Saturday, August 11, 2018
The Hindsight Fallacy and The Rise of Christianity
“Every point in history is a crossroads. A single travelled road leads from the past to the present, but myriad paths fork off into the future. Some of those paths are wider, smoother and better marked, and are thus more likely to be taken, but sometimes history – or the people who make history – takes unexpected turns.
At the beginning of the fourth century AD, the Roman Empire faced a wide horizon of religious possibilities. It could have stuck to its traditional and variegated polytheism. But its emperor, Constantine, looking back on a fractious century of civil war, seems to have thought that a single religion with a clear doctrine could help unify his ethnically diverse realm. He could have chosen any of a number of contemporary cults to be his national faith – Manichaeism, Mithraism, the cults of Isis or Cybele, Zoroastrianism, Judaism and even Buddhism were all available options. Why did he opt for Jesus? Was there something in Christian theology that attracted him personally, or perhaps an aspect of the faith that made him think it would be easier to use for his purposes? Did he have a religious experience, or did some of his advisers suggest that the Christians were quickly gaining adherents and that it would be best to jump on that wagon? Historians can speculate, but not provide any definitive answer. They can describe how Christianity took over the Roman Empire, but they cannot explain why this particular possibility was realised.

○ ○ ○ ○

PROBLEMS TO SOLVE ::
1. Decide whether each statement agrees with the post on the hindsight fallacy and the rise of Christianity. Answer yes or no for each, quoting the words from the post that settle it.
(a) The post states that Constantine chose Christianity because of a personal religious experience.
(b) Buddhism appears among the faiths Constantine could have chosen.
(c) Constantine looked back on a century marked by civil war.
2. Translate this sentence from the post on the hindsight fallacy and the rise of Christianity into Spanish: "Historians can speculate, but not provide any definitive answer."

Records from a collection:
○ ○ ○ ○

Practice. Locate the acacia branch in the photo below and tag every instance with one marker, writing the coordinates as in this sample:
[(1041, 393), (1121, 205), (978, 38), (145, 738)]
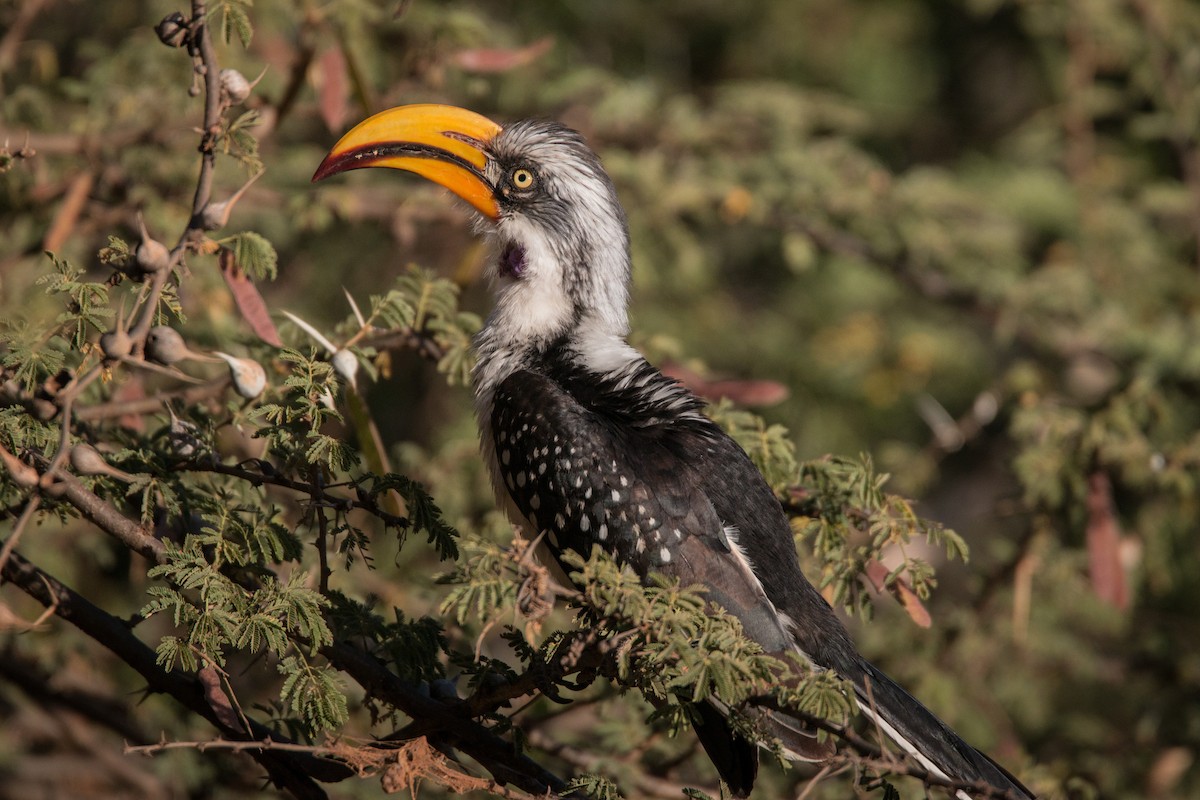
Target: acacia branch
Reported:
[(291, 771)]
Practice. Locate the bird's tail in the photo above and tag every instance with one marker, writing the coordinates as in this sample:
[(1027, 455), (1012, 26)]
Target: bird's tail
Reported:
[(930, 741)]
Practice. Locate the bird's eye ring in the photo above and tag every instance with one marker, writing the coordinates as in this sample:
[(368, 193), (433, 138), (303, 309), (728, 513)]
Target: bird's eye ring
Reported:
[(521, 179)]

○ ○ ○ ○

RESPONSES PER TASK ::
1.
(a) No: "Historians can speculate, but not provide any definitive answer."
(b) Yes: "Manichaeism, Mithraism, the cults of Isis or Cybele, Zoroastrianism, Judaism and even Buddhism were all available options"
(c) Yes: "looking back on a fractious century of civil war"

2. Los historiadores pueden especular, pero no ofrecer ninguna respuesta definitiva.